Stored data
=-=-=-=-=

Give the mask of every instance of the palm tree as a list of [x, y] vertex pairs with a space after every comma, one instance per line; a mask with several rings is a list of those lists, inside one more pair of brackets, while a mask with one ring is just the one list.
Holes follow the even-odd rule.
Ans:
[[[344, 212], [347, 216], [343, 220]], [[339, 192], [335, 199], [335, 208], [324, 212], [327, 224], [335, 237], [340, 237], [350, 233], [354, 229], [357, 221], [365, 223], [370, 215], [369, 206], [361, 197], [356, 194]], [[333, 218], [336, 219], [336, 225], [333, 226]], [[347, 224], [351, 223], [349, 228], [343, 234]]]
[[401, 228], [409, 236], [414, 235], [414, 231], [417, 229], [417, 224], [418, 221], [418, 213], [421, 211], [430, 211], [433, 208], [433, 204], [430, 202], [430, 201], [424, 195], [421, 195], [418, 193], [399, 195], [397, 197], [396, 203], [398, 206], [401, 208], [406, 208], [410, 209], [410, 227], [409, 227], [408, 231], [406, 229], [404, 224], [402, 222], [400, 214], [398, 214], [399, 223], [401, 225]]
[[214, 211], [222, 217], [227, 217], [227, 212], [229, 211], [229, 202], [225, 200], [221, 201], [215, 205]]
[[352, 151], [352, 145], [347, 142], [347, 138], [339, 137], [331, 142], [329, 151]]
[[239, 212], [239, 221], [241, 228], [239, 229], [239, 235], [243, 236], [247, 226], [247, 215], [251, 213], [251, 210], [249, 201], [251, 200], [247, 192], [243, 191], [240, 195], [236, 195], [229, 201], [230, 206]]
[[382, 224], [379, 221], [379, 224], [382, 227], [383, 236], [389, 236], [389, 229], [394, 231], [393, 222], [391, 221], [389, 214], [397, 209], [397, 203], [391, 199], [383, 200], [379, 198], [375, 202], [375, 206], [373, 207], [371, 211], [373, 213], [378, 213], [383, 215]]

=-=-=-=-=

Update the stretch from the start of the listing through the line containing "228], [343, 234]]]" by changing "palm tree" to "date palm", and write out those lines with everything else left as it is.

Give the mask of every instance of the date palm as a list of [x, y] vertex pairs with a space after every comma, one instance per line; a mask with several rings is a list of those lists, inside one more pair of brackets, while a mask with one ring is just the one list.
Holes follow the even-odd rule.
Ans:
[[[344, 212], [347, 216], [343, 220]], [[339, 192], [335, 199], [335, 208], [324, 212], [327, 224], [335, 237], [340, 237], [350, 233], [354, 229], [357, 221], [365, 223], [370, 215], [369, 206], [361, 197], [356, 194]], [[333, 218], [336, 219], [336, 225], [333, 226]], [[347, 224], [351, 223], [349, 228], [343, 234]]]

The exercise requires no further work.